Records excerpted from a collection
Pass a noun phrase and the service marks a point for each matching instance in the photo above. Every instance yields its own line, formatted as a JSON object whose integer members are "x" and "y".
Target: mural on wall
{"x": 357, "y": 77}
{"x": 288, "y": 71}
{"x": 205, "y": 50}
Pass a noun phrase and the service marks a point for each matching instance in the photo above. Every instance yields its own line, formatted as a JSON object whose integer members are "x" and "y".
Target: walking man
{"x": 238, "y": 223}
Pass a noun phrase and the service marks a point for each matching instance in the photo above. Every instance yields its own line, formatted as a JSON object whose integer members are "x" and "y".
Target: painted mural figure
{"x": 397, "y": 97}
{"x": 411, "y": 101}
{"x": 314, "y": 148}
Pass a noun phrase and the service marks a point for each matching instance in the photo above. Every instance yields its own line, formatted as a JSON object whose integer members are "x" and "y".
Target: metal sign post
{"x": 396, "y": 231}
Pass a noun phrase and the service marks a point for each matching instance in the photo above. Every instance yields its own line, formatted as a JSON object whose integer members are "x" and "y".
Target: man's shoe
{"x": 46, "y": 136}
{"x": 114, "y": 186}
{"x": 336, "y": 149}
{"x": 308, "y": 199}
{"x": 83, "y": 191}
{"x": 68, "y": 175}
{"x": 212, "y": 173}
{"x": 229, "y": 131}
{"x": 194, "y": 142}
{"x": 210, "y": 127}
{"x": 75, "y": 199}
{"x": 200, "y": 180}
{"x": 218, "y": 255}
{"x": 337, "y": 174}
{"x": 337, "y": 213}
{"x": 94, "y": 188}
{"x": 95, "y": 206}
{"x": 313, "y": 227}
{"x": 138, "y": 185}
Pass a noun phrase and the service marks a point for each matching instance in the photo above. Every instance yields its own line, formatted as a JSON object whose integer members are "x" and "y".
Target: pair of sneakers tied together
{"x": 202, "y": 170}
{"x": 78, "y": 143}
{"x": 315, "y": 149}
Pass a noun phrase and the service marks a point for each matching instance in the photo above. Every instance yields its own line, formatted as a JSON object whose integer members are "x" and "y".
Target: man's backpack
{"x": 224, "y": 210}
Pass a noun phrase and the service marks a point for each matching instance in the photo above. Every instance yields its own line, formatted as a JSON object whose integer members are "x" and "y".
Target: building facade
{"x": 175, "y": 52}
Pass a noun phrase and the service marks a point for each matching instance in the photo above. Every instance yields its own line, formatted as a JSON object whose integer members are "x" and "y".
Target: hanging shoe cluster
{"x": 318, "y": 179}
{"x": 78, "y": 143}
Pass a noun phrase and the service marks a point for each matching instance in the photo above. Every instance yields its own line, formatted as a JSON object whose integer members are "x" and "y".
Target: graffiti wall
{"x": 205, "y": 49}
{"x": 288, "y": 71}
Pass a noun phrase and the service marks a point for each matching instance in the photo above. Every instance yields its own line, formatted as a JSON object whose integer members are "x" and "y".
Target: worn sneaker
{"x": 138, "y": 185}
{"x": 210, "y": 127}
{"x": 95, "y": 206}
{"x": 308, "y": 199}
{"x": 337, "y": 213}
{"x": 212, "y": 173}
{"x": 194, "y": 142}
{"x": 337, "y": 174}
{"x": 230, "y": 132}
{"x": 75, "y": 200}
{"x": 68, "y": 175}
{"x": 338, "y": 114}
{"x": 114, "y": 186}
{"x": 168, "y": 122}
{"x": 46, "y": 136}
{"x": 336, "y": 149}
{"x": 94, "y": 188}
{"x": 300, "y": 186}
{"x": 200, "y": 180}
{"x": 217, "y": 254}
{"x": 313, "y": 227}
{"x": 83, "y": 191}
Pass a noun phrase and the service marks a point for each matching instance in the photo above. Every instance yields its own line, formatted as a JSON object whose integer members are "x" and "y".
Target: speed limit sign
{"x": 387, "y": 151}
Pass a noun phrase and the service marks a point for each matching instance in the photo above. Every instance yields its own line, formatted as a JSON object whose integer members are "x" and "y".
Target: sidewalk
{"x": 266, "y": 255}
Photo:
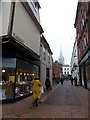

## YOUR INSTRUCTIONS
Locate each line of the material that contains the string "sign" and copy all such lines.

## CORRECT RESULT
Target: metal sign post
Target: speed limit sign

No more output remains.